→ **Exercise aim**: Reproduce verbatim the lines of data below, from the line that contains "Query: parked van" through the line that contains "M122 189L123 187L122", including both of those lines.

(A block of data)
_ _ _ _ _

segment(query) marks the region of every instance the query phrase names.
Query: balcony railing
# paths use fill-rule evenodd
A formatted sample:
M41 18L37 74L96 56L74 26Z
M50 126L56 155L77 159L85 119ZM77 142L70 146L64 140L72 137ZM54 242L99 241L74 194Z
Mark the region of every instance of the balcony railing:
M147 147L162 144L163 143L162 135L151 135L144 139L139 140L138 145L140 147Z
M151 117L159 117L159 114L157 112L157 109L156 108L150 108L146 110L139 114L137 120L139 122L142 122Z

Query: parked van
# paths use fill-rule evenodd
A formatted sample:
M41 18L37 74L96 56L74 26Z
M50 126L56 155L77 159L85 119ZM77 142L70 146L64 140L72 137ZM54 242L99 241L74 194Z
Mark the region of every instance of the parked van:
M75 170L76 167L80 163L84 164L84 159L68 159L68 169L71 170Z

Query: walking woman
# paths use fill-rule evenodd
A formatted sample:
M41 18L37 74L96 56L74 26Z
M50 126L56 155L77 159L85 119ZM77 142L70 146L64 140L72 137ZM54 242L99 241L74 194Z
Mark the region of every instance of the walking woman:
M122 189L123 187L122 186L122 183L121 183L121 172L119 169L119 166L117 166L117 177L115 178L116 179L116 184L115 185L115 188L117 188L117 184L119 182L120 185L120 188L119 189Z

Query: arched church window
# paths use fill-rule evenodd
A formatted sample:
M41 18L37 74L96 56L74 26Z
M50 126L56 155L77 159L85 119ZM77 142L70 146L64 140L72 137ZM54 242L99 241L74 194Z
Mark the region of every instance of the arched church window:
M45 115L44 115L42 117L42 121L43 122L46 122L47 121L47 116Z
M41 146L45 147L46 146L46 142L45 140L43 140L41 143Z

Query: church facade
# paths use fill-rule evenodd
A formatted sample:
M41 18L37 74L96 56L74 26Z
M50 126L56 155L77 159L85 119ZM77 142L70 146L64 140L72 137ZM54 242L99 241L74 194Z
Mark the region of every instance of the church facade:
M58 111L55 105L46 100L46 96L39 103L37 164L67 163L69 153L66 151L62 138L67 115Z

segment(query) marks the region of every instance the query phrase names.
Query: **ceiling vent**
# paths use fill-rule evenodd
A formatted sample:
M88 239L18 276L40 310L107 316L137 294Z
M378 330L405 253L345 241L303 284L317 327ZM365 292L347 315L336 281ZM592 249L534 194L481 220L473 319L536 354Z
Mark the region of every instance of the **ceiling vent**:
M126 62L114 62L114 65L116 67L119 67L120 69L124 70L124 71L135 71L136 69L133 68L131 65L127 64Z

_ _ _ _ _

→ **Complete answer**:
Query: parked van
# paths use fill-rule evenodd
A formatted sample:
M41 18L37 74L96 56L74 26Z
M50 126L56 155L77 159L85 119ZM77 142L70 146L64 140L72 137ZM54 242L99 241L74 194Z
Mark the region of every instance of the parked van:
M75 170L76 167L80 163L84 164L84 159L68 159L68 169L71 170Z

Query: walking woman
# paths use fill-rule evenodd
A formatted sample:
M41 18L37 74L96 56L74 26Z
M50 126L56 155L77 159L85 119ZM77 142L70 146L64 140L72 137ZM54 242L99 241L74 194Z
Mark the region of every instance of the walking woman:
M122 189L123 187L122 186L122 183L121 183L121 172L119 169L119 166L117 166L117 177L115 178L116 179L116 184L115 185L115 188L117 188L117 184L119 182L120 185L120 188L119 189Z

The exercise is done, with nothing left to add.